(Dataset items)
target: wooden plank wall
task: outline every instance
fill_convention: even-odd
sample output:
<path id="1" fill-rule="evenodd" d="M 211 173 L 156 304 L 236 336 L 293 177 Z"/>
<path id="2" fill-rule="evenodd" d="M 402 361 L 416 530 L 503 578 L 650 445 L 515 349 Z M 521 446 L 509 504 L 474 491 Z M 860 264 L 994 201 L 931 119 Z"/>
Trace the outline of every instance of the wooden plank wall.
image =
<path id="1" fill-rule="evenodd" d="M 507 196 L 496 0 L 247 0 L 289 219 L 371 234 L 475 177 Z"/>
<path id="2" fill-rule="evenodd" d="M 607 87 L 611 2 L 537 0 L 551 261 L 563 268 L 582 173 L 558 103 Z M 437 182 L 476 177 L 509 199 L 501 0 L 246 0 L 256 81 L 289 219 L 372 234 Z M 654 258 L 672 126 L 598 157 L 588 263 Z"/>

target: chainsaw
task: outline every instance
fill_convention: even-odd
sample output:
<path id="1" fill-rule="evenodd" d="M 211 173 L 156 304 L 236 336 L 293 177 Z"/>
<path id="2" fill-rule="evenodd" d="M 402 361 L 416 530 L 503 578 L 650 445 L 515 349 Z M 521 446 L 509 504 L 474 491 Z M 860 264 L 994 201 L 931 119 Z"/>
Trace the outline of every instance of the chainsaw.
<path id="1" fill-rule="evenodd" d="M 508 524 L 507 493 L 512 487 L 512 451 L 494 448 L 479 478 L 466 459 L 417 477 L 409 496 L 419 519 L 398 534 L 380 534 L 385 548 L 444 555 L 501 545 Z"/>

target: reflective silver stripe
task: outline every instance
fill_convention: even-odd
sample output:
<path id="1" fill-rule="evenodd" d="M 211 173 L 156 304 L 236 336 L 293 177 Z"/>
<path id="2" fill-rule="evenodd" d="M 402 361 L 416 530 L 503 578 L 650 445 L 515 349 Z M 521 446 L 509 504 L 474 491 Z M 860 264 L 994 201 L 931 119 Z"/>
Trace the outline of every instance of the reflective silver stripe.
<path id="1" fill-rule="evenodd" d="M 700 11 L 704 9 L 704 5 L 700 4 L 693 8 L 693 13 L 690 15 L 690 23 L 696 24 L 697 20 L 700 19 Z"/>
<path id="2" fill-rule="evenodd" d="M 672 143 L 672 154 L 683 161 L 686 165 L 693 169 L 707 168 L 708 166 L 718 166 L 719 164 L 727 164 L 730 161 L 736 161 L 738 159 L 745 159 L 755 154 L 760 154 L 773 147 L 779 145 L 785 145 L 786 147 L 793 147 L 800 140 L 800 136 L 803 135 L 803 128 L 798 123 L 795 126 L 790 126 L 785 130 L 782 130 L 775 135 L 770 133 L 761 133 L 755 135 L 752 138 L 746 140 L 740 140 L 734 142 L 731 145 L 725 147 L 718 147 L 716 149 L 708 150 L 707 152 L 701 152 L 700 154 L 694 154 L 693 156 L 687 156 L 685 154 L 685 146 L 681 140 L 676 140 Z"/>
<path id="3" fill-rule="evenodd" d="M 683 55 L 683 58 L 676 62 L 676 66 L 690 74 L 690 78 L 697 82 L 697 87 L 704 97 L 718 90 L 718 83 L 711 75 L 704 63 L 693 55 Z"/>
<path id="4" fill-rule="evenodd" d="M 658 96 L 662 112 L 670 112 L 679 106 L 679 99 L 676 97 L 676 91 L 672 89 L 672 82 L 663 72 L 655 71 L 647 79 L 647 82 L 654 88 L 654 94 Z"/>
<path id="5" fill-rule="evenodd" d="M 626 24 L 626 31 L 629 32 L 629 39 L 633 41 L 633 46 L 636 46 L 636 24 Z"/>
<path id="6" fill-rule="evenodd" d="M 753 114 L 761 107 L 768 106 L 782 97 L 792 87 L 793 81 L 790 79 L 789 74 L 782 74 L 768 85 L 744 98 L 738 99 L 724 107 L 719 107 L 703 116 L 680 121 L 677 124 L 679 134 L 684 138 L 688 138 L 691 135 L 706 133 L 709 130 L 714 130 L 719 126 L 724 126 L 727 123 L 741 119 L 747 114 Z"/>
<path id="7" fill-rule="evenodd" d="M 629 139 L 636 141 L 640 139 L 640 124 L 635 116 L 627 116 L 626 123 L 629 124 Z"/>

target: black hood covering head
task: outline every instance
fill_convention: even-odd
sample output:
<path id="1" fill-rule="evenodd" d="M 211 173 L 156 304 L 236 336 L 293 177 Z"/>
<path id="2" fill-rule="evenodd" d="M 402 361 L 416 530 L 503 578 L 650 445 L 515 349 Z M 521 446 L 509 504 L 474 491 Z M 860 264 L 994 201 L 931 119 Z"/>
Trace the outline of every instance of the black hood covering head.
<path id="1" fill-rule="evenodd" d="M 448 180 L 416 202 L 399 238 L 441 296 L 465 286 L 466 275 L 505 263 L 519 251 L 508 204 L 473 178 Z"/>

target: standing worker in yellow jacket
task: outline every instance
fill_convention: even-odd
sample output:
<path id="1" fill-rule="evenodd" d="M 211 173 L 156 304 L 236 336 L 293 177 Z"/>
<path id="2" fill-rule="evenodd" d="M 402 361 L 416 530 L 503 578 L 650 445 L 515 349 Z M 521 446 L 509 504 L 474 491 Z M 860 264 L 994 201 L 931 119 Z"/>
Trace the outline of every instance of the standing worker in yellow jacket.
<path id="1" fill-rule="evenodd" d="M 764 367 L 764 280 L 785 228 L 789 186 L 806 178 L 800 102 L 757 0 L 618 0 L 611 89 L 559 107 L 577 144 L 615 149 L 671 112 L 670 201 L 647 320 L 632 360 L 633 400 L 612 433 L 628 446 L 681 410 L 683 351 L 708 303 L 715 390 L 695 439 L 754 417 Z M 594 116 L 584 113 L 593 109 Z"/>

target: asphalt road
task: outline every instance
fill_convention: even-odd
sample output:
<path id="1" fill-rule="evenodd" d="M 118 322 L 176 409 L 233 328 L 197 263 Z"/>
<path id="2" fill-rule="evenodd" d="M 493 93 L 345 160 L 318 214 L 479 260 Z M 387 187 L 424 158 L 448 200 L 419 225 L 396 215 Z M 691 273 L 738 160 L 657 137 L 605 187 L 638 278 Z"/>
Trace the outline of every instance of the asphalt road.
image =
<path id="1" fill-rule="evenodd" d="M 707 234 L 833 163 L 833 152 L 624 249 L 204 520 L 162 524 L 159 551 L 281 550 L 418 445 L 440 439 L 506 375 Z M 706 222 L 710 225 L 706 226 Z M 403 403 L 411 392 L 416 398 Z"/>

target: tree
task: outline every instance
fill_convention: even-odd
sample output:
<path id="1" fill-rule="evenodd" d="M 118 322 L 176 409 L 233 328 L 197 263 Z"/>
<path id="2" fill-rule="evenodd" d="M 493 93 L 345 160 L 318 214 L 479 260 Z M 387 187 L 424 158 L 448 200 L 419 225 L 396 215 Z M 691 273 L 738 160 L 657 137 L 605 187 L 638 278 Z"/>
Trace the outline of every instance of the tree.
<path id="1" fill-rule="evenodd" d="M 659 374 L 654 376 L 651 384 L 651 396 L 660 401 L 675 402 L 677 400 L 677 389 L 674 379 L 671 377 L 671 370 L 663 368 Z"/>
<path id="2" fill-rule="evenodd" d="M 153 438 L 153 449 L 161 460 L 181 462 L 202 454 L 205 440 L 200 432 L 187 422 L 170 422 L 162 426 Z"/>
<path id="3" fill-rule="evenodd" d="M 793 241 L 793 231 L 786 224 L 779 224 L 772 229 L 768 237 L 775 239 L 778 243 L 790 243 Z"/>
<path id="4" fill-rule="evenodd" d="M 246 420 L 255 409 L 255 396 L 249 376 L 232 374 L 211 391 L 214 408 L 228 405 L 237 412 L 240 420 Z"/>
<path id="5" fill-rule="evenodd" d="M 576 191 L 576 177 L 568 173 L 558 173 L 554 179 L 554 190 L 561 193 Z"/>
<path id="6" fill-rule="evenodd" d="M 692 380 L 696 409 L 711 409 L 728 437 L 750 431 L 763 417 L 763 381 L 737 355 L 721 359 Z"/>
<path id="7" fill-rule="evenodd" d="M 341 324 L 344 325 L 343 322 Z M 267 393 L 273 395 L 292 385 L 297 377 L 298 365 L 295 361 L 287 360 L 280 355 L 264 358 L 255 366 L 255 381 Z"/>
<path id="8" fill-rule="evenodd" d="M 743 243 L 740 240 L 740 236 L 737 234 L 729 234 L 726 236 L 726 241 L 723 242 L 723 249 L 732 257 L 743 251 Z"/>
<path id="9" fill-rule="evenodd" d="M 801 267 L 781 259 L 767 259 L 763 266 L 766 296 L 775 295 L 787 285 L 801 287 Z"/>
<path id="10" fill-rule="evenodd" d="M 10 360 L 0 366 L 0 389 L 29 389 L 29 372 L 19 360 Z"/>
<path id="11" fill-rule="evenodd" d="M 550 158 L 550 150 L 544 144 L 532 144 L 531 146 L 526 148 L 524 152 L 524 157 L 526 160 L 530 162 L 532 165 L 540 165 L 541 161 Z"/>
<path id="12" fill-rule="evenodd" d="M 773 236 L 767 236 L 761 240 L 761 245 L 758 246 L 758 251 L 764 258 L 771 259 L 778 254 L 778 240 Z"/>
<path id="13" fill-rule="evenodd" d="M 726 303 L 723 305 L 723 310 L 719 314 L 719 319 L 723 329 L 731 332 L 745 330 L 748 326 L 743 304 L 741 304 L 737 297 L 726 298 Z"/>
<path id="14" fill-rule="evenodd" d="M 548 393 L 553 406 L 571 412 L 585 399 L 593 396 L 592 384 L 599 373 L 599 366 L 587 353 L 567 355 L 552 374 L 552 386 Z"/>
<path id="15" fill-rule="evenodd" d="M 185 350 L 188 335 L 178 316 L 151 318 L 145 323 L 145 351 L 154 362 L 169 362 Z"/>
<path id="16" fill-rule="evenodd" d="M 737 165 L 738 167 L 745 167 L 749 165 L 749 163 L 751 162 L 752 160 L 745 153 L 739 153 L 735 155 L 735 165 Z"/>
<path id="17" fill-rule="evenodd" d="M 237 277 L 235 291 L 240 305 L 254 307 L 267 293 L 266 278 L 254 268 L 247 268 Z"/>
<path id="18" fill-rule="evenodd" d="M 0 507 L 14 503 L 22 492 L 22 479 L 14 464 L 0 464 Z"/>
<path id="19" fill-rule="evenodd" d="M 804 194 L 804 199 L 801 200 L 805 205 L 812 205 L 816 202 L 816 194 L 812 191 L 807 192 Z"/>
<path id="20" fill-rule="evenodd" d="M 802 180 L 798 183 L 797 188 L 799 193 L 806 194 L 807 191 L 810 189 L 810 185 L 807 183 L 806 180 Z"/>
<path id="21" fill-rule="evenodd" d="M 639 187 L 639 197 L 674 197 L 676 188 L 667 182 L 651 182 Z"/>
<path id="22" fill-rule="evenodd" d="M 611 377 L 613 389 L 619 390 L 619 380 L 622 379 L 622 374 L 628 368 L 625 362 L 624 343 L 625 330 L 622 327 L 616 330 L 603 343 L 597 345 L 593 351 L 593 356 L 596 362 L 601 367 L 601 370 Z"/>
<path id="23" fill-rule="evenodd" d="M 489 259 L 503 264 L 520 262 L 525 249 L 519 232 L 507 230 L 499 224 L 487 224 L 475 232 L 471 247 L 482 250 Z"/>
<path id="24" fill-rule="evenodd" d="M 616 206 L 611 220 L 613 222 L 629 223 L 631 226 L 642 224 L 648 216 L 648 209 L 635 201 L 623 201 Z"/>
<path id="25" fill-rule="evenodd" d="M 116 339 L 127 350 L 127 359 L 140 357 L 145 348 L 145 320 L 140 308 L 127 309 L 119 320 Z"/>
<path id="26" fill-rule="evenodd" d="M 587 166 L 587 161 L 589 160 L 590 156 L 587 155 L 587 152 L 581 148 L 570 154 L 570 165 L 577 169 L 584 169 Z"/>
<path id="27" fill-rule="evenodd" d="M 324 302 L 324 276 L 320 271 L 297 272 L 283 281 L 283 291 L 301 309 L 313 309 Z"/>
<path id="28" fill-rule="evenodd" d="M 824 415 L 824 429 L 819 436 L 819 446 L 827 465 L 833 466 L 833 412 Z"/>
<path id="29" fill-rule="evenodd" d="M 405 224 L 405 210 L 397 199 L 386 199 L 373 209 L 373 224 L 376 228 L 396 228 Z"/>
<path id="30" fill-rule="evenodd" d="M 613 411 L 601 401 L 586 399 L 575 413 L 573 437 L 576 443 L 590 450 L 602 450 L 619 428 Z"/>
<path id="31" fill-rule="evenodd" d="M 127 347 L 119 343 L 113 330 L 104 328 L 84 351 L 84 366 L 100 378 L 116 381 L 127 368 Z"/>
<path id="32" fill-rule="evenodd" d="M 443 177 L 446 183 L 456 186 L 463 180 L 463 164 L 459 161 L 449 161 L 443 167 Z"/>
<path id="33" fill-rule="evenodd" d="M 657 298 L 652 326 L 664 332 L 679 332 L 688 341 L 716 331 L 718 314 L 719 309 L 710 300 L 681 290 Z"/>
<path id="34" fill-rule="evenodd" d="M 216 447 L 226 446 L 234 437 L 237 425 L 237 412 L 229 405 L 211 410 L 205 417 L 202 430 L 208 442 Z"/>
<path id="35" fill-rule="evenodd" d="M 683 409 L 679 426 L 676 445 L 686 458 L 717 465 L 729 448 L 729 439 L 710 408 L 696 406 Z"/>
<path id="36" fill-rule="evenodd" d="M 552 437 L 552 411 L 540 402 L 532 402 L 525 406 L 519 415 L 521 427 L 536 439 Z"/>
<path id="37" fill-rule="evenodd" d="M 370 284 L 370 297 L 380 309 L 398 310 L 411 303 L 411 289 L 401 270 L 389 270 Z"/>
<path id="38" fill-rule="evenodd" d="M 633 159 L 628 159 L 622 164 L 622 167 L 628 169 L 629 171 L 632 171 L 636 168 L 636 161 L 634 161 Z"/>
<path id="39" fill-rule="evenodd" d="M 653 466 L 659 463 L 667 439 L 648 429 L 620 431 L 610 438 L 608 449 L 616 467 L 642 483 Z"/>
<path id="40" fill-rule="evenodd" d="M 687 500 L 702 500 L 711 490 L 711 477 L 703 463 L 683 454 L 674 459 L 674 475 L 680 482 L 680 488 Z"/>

- WHAT IS BEING ASKED:
Every line in the data above that contains the word "road" should be copied.

- RESPONSE:
target: asphalt road
Trace the outline of every instance of the asphalt road.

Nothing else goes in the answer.